**Problem description**
The lines to be copied run from the one containing "Keypoint placement: for each instance of the bird's folded" to the end of the material below; reproduce them exactly, including both ends, and nothing more.

**Extracted entries**
* START *

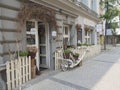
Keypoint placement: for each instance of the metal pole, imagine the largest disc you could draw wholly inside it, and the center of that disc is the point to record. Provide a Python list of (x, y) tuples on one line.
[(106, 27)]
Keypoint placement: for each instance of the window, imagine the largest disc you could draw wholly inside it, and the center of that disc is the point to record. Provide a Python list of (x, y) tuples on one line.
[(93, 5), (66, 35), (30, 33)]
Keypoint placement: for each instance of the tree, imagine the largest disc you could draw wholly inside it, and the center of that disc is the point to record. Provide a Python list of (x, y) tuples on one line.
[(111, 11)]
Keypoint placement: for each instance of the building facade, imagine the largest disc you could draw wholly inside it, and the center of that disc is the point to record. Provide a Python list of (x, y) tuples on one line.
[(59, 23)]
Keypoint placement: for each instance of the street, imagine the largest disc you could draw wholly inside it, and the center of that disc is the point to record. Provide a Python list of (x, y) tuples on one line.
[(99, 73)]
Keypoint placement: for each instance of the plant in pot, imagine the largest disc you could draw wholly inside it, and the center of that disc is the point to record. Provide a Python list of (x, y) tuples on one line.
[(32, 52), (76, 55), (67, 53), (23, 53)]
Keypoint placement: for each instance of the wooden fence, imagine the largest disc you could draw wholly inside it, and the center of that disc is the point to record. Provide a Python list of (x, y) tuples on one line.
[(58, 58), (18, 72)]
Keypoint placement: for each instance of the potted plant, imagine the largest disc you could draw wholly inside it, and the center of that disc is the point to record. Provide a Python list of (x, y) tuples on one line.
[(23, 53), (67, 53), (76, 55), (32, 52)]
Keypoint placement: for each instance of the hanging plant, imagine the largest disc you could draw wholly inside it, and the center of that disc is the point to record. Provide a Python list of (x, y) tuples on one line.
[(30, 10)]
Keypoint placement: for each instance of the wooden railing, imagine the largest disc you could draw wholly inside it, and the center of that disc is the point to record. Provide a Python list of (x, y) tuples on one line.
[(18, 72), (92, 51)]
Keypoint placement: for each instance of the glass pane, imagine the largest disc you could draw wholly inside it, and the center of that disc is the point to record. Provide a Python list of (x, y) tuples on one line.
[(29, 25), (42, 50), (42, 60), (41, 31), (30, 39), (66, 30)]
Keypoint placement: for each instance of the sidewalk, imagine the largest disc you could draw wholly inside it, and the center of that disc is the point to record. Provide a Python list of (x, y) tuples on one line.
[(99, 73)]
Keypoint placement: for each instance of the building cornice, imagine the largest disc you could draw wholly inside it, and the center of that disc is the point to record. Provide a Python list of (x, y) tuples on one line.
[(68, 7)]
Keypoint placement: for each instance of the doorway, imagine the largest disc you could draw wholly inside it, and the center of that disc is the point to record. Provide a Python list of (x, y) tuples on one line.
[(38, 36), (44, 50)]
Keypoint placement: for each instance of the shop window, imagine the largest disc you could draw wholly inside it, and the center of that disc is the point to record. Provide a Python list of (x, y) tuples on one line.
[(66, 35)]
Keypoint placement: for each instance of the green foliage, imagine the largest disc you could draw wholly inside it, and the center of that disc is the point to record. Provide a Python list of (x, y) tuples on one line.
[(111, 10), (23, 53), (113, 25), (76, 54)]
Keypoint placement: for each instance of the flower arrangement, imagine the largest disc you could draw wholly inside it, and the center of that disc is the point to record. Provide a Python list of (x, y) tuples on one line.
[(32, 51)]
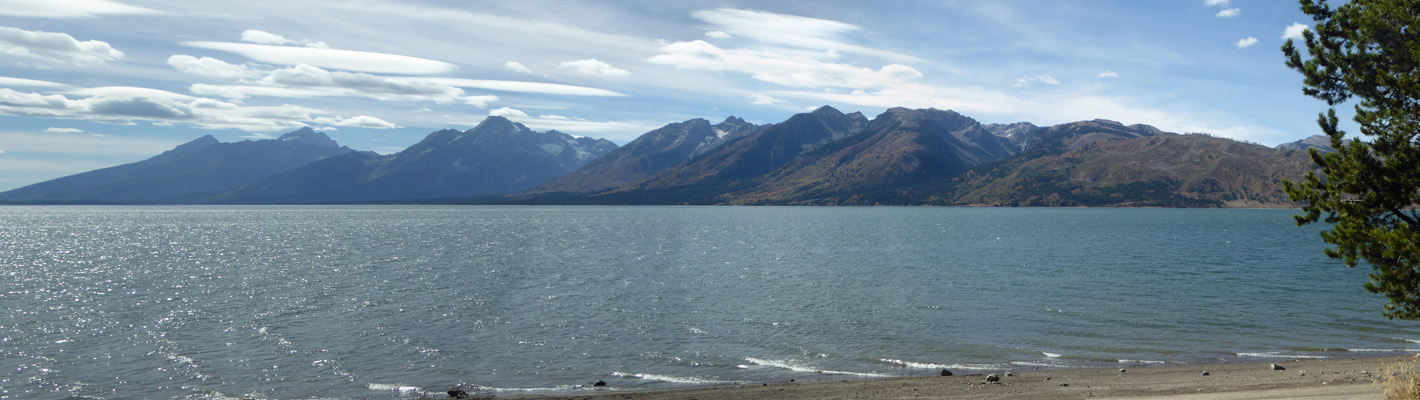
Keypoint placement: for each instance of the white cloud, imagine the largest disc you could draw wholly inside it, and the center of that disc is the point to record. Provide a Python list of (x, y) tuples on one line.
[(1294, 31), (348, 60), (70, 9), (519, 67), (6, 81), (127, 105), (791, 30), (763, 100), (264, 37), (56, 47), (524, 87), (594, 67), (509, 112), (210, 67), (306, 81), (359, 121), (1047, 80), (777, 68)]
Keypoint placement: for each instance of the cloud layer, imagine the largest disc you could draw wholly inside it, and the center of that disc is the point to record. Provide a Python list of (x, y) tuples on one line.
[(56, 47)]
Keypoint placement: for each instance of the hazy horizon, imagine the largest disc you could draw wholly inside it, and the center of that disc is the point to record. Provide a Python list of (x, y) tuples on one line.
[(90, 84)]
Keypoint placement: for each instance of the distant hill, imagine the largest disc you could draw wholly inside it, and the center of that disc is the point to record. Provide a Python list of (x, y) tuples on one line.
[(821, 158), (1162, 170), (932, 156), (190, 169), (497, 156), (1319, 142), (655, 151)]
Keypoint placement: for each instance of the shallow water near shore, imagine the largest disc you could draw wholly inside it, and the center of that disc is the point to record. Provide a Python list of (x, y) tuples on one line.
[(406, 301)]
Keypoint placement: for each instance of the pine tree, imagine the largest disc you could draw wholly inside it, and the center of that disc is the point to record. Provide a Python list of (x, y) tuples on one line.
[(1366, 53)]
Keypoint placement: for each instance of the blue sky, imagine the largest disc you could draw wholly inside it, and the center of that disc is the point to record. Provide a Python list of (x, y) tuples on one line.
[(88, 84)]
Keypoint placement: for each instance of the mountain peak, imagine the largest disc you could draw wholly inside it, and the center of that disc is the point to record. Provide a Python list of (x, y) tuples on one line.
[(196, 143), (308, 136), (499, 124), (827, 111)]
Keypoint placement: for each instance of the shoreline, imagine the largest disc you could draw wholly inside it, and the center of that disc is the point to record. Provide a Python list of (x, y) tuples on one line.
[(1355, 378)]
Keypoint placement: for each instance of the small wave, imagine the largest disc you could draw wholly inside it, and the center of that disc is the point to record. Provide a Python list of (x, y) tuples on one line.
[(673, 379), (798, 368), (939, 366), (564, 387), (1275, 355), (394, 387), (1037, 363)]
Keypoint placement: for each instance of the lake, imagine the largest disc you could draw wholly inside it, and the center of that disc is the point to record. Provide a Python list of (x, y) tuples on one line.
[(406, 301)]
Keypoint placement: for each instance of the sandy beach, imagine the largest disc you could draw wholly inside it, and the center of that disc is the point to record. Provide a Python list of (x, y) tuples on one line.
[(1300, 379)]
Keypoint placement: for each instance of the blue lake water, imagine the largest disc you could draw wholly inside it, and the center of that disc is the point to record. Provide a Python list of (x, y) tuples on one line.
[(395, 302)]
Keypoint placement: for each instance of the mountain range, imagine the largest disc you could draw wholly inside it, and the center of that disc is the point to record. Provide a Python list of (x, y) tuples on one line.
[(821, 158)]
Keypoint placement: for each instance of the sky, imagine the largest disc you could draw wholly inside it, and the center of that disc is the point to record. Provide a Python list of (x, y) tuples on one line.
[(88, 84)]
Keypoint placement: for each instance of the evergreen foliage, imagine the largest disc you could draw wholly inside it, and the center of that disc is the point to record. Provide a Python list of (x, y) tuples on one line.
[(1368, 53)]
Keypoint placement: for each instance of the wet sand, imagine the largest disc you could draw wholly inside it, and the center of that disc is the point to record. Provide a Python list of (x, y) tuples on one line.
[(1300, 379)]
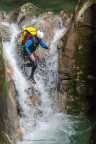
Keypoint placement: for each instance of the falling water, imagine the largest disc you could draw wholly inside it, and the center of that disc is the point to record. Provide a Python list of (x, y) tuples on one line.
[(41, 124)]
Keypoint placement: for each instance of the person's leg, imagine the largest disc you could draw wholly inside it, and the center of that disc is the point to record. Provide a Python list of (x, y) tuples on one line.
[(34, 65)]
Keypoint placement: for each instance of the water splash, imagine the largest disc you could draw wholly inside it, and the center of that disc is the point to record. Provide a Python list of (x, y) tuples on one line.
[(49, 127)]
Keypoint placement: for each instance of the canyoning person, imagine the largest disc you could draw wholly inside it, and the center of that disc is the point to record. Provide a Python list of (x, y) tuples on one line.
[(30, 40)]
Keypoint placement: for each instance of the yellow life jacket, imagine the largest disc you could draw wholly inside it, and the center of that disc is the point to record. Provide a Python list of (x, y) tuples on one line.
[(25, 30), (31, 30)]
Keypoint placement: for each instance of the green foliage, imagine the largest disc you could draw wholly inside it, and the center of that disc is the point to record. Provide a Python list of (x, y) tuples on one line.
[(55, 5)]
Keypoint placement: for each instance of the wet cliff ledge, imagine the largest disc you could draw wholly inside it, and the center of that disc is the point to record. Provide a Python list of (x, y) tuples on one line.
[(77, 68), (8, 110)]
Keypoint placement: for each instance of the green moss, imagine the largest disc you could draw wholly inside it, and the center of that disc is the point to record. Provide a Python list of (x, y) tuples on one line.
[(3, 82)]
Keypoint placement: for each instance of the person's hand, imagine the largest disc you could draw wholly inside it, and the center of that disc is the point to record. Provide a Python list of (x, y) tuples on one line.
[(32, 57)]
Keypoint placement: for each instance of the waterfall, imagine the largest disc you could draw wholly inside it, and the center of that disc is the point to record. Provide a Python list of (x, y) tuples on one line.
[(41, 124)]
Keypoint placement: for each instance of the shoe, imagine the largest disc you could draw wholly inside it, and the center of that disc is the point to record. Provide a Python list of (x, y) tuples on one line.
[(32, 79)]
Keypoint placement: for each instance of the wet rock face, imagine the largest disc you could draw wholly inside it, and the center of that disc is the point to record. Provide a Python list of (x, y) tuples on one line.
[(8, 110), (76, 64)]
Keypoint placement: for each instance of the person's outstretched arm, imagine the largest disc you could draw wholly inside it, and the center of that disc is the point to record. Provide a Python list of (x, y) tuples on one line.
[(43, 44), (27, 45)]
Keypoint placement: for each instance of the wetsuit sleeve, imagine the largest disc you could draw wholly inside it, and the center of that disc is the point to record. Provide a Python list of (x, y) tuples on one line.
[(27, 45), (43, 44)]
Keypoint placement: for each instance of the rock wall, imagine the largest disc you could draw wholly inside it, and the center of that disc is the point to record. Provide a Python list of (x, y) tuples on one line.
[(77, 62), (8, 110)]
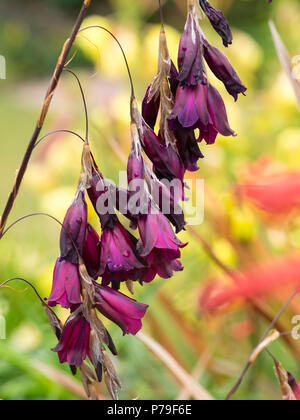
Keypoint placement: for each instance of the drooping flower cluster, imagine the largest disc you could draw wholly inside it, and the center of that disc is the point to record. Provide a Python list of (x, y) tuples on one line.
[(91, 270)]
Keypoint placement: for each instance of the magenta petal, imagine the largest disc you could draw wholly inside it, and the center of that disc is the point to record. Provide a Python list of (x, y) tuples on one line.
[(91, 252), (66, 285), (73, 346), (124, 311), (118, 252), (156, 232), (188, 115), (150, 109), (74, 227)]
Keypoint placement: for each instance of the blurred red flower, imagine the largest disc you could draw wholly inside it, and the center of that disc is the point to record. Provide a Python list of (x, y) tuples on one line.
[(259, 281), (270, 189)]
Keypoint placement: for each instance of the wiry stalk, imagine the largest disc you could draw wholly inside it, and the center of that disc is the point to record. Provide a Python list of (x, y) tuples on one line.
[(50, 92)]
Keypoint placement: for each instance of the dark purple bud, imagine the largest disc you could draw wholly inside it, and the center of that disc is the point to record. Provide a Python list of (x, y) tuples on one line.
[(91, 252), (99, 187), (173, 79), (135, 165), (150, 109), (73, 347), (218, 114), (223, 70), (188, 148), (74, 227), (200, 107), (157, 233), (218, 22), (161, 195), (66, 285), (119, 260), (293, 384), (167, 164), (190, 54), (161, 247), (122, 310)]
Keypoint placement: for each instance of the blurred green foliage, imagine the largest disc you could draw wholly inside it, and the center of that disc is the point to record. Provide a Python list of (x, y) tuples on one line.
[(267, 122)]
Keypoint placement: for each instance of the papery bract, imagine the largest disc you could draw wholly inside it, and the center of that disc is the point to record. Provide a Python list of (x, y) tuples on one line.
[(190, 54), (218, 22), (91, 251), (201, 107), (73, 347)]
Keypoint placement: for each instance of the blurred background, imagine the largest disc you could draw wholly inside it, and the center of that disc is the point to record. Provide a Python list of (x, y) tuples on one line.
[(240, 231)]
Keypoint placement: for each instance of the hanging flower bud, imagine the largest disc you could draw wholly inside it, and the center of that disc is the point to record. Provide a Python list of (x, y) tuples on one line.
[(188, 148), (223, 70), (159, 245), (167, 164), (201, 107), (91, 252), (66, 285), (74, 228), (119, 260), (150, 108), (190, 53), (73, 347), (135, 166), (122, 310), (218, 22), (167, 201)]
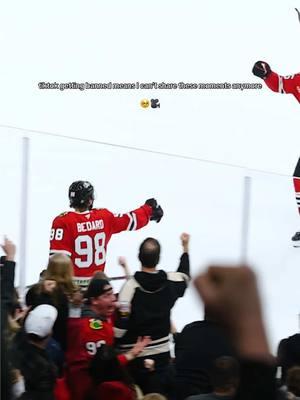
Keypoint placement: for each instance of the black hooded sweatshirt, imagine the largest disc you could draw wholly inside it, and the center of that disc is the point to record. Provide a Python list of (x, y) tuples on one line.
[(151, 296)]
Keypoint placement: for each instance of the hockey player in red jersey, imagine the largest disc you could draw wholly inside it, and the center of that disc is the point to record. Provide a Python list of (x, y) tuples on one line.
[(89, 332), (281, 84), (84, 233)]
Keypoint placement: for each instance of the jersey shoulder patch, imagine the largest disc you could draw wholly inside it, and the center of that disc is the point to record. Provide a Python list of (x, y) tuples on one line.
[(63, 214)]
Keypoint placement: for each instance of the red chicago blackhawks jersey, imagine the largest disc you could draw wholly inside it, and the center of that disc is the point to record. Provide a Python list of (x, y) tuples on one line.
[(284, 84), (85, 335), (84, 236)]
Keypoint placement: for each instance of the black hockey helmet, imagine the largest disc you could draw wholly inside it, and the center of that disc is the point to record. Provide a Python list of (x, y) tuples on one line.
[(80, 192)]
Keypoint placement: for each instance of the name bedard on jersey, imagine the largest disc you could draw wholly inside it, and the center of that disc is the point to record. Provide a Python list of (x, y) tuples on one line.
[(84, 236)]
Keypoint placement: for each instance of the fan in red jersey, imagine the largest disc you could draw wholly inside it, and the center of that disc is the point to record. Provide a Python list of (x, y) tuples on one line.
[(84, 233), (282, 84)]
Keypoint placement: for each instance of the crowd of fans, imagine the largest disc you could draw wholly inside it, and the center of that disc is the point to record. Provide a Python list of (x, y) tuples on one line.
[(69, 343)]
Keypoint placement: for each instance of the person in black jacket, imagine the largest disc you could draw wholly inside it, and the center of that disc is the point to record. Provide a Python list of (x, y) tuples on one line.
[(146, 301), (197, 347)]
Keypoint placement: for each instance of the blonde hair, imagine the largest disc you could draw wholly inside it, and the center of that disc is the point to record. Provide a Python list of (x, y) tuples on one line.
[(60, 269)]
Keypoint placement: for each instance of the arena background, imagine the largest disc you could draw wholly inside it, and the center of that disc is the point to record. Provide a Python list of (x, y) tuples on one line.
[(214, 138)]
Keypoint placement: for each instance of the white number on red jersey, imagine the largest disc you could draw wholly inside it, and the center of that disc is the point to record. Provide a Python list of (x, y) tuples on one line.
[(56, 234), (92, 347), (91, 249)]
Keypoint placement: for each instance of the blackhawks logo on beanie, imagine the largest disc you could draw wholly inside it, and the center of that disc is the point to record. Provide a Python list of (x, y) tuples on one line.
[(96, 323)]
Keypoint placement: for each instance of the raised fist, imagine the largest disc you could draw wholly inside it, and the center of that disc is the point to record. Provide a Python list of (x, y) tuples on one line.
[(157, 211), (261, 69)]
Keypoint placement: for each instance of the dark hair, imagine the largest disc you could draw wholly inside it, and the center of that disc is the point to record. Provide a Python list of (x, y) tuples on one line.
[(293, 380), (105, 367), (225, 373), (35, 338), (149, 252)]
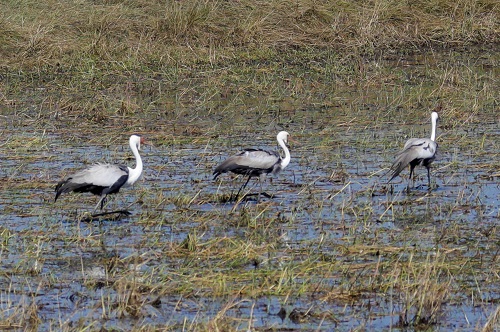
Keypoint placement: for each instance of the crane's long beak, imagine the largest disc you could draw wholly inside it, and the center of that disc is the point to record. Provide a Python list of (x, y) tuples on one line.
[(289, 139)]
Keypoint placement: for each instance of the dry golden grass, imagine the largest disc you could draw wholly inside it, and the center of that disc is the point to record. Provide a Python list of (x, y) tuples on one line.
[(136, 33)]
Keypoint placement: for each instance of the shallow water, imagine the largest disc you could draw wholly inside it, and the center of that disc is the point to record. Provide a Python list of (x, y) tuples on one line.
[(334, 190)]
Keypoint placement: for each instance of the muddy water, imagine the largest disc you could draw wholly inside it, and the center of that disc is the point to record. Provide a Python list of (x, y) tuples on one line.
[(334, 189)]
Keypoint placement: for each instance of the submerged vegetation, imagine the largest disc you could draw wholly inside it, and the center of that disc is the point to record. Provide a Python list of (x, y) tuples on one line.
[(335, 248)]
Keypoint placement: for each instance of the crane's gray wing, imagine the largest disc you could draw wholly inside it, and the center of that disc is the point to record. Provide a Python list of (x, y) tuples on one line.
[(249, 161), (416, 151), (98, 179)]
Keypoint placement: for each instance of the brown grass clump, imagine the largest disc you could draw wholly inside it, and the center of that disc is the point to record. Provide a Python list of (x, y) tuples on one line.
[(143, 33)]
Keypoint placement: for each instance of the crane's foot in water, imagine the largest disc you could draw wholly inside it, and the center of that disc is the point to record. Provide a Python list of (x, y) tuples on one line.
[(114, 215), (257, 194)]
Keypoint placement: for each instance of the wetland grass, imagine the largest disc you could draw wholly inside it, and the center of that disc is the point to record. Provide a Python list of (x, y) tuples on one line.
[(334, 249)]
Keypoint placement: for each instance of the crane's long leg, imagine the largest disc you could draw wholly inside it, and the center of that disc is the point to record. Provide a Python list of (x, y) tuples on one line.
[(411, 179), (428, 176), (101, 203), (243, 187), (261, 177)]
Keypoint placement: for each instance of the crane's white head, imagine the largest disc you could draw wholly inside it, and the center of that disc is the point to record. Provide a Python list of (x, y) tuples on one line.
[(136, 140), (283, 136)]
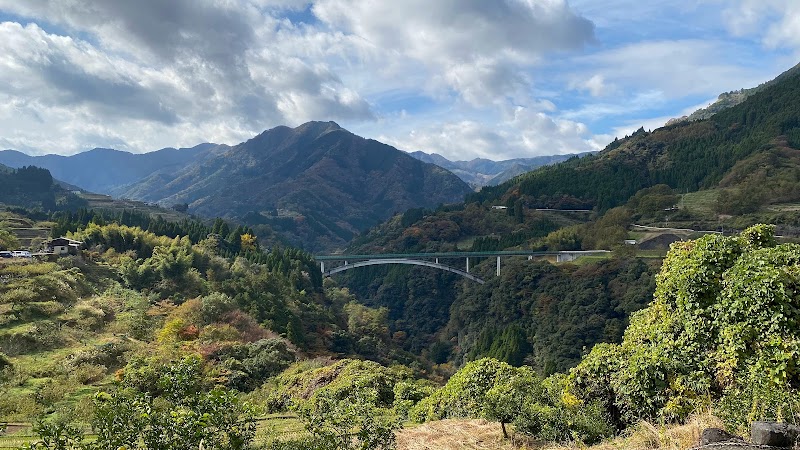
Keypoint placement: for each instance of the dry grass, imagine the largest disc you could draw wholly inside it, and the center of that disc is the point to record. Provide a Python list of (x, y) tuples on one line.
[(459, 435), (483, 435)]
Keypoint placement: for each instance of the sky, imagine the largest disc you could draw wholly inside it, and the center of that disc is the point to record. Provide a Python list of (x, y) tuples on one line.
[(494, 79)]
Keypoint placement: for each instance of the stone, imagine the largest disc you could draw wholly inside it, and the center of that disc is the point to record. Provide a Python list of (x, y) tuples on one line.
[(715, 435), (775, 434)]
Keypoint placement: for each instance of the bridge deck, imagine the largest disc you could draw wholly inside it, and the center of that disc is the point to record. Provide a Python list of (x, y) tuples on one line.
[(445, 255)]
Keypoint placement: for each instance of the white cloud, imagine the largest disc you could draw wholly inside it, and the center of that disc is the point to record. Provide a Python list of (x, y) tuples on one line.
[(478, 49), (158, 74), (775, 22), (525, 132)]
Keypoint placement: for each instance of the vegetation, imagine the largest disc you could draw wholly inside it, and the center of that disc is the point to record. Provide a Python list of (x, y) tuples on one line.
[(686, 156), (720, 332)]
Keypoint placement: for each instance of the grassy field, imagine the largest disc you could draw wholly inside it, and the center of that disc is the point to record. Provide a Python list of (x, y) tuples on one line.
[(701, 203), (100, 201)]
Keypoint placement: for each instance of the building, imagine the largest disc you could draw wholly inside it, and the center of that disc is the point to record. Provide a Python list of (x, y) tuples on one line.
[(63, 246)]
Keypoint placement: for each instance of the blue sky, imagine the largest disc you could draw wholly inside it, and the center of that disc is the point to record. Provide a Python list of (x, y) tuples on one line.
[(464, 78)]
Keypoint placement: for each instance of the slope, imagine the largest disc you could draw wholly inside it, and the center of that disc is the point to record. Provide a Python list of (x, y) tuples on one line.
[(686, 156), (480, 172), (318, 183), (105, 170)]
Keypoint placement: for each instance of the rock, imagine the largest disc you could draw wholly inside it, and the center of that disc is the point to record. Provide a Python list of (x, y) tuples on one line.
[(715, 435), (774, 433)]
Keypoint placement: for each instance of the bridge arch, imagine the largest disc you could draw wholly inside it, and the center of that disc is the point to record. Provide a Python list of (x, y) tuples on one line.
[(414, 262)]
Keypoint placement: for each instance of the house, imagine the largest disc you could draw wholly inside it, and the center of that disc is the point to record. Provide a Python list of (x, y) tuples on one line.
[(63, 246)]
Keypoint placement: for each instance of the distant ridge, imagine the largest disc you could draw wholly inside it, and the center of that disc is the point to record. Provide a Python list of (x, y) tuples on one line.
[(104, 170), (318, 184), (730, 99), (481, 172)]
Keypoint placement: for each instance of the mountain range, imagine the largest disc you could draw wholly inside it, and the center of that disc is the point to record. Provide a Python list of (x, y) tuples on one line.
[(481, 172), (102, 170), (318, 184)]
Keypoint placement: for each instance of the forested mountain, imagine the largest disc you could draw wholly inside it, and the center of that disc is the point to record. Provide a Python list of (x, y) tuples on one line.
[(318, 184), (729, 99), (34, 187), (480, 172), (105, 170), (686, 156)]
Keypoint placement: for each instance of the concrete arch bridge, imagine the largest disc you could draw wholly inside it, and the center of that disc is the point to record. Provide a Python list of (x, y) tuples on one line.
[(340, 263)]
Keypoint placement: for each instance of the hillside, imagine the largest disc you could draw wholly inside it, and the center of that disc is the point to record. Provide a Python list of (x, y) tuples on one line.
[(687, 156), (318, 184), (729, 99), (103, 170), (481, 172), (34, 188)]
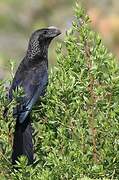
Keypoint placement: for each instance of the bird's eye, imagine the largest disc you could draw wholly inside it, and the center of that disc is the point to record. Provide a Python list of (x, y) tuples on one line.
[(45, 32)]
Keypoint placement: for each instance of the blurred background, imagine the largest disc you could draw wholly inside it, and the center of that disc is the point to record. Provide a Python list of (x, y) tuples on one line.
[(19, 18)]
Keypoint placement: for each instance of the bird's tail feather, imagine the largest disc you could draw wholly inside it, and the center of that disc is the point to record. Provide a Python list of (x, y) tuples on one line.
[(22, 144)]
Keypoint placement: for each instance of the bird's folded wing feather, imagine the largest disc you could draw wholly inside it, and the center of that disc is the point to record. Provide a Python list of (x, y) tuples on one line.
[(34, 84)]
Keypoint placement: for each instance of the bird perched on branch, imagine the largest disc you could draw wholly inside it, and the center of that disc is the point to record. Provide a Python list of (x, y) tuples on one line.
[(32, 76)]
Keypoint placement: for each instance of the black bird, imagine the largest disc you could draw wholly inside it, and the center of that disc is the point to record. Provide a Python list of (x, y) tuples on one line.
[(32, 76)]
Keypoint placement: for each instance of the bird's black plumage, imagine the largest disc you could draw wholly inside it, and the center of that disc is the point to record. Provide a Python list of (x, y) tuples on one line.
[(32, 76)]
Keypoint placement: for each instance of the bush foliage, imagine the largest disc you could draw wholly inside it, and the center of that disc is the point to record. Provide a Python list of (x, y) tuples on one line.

* END *

**Task response**
Keypoint placement: for each instance of the bird's folded wing feather, imagine the largest disc you could draw wholly inside it, and the center of that disc is the point to record. Provide a Python list of (x, y) tuples on one line.
[(34, 84)]
Keypoint placement: for each instance of the bird perched on branch, imagine the largest disc you could draw wholly inside it, and the center of that disc is the point to record. Provide a Python list of (x, y) tuples on one line.
[(32, 76)]
Keypoint placement: for each instance of the black bird, imagine the largest disc you could draw wholly inside it, and the center of that disc is the point to record. Provide a Python list of (x, y) tuples on one line.
[(32, 76)]
Keypoint placement: for each instance of the bird's black plumage, imagine the largest disc you could draw wholly inside it, and the center of that disc is the point to record. Provide a Python list of (x, y) tuples on one line.
[(32, 76)]
Keypoint placement: for each instance of the bush foliage, imagine the largest disc you could draw wholly inside it, and the center of that disc is the point to record. Provide a Python list of (x, y) tuples on one line.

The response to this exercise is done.